Exercise inputs:

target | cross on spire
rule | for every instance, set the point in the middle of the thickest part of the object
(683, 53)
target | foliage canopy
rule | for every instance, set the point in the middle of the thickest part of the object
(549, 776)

Stated problem: Please output every line of the records above as a JSON list of strings, one string per line, with blank lines left out.

Expected answer:
[
  "target | cross on spire",
  "rule | for every instance, set the point in the middle of the thickest part of the object",
  "(683, 53)",
  "target | foliage canopy",
  "rule | for every instance, set the point in the middle of the thickest part of the object",
  "(549, 776)"
]